● Exercise details: Which lines below fall between the one containing "Target: flamingo body" and the one containing "Target: blurred background foliage"? Repeat them exactly, counting both of those lines, and add nothing else.

● Information given:
*-*-*
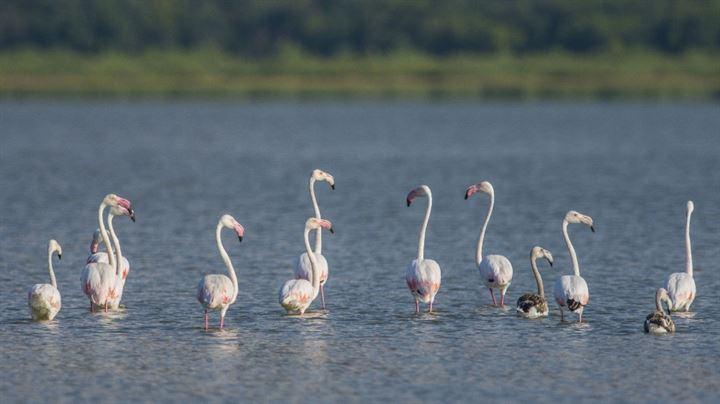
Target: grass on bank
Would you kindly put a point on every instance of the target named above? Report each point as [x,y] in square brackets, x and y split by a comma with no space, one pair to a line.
[210,73]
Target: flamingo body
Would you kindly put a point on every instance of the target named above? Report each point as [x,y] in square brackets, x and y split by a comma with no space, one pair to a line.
[571,291]
[296,295]
[98,283]
[44,301]
[681,288]
[532,305]
[423,279]
[215,292]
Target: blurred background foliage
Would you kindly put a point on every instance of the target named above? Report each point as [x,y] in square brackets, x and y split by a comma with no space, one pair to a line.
[429,45]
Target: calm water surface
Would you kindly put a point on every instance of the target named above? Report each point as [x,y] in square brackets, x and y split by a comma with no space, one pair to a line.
[631,167]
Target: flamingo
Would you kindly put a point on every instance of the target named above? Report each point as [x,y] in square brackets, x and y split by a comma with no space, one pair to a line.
[44,299]
[572,290]
[98,279]
[296,294]
[303,268]
[681,285]
[534,305]
[423,276]
[495,270]
[658,322]
[218,292]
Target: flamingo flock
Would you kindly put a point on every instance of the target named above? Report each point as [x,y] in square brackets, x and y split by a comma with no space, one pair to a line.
[104,276]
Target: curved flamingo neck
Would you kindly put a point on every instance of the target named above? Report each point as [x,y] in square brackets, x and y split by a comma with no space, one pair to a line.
[538,278]
[226,259]
[573,256]
[105,237]
[116,244]
[481,240]
[53,281]
[688,247]
[313,264]
[316,208]
[423,228]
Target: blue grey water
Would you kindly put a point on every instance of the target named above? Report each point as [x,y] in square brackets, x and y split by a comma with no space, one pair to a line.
[631,167]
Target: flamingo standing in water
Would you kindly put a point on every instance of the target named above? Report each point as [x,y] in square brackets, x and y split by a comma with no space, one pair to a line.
[218,292]
[303,268]
[681,285]
[534,305]
[495,270]
[98,279]
[423,276]
[571,291]
[44,299]
[296,295]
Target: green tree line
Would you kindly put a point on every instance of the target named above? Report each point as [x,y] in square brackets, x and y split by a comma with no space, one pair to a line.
[362,27]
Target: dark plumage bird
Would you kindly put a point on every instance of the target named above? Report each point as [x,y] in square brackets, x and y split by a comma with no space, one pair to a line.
[659,322]
[534,305]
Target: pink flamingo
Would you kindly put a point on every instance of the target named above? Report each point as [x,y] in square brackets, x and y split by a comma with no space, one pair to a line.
[98,279]
[218,292]
[423,276]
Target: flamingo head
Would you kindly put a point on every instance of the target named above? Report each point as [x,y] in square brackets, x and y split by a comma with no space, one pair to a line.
[230,222]
[119,206]
[422,190]
[320,175]
[483,186]
[539,252]
[96,242]
[576,217]
[54,247]
[314,223]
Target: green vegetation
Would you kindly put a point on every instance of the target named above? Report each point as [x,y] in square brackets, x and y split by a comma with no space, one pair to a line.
[207,73]
[659,49]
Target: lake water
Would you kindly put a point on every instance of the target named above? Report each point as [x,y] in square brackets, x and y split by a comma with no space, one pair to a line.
[631,167]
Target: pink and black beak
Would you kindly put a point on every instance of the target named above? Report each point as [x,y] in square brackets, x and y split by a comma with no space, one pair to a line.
[127,205]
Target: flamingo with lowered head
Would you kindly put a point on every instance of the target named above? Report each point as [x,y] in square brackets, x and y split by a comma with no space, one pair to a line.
[218,292]
[534,305]
[303,268]
[296,295]
[44,299]
[571,291]
[423,276]
[681,285]
[658,322]
[495,270]
[98,279]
*-*-*
● Exercise response:
Target: flamingo body
Would you kindly put a point on every instance of the target named above? Report each point as [x,y] in square brackets, x and y split by a comma with no space, one pair to a line.
[571,291]
[296,295]
[98,283]
[44,301]
[681,288]
[532,305]
[423,279]
[215,292]
Target: blurred background foliage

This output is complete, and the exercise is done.